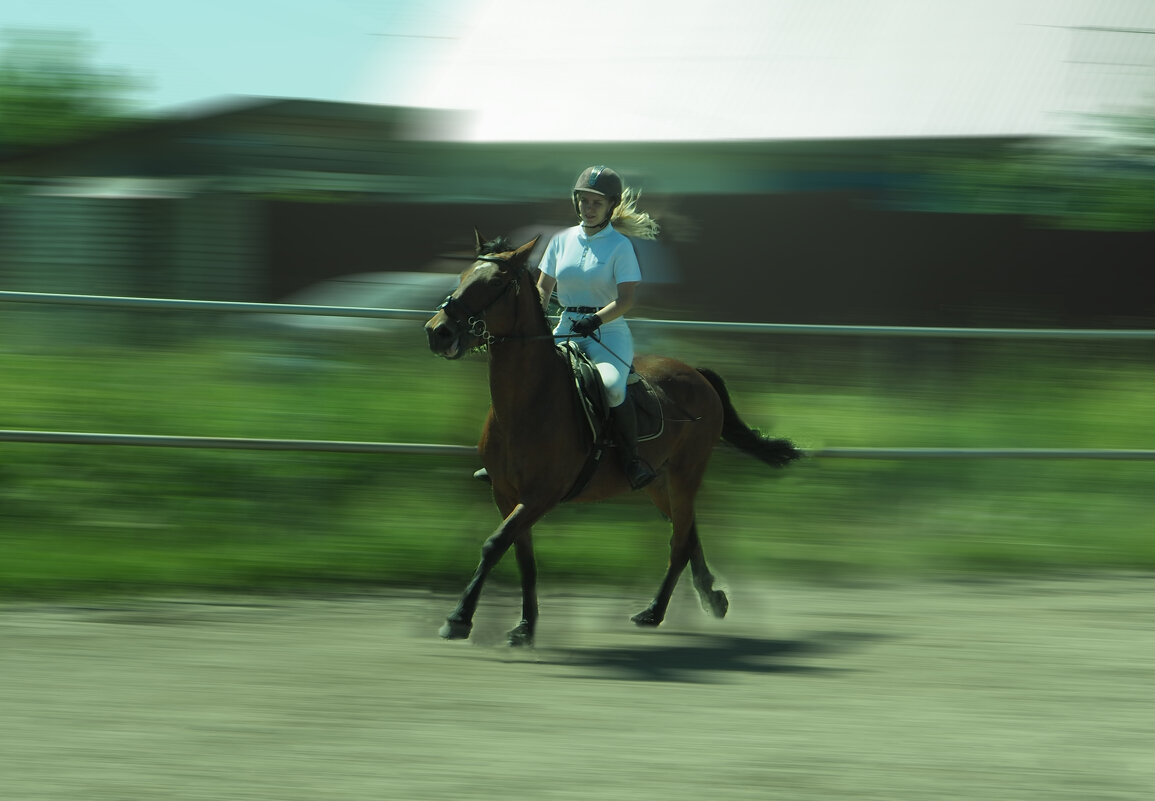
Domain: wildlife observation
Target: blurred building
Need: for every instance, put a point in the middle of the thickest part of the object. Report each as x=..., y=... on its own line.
x=260, y=199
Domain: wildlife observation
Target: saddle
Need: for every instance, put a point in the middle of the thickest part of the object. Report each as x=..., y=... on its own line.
x=596, y=410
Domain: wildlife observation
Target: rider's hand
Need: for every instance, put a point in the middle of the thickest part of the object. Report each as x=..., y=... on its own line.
x=586, y=324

------------------------------

Problem: Only lines that hold the string "Target" belong in the answer, so copy every one of them from the records.

Solution to the exercise:
Target: blurred building
Target: saddle
Target: rider's hand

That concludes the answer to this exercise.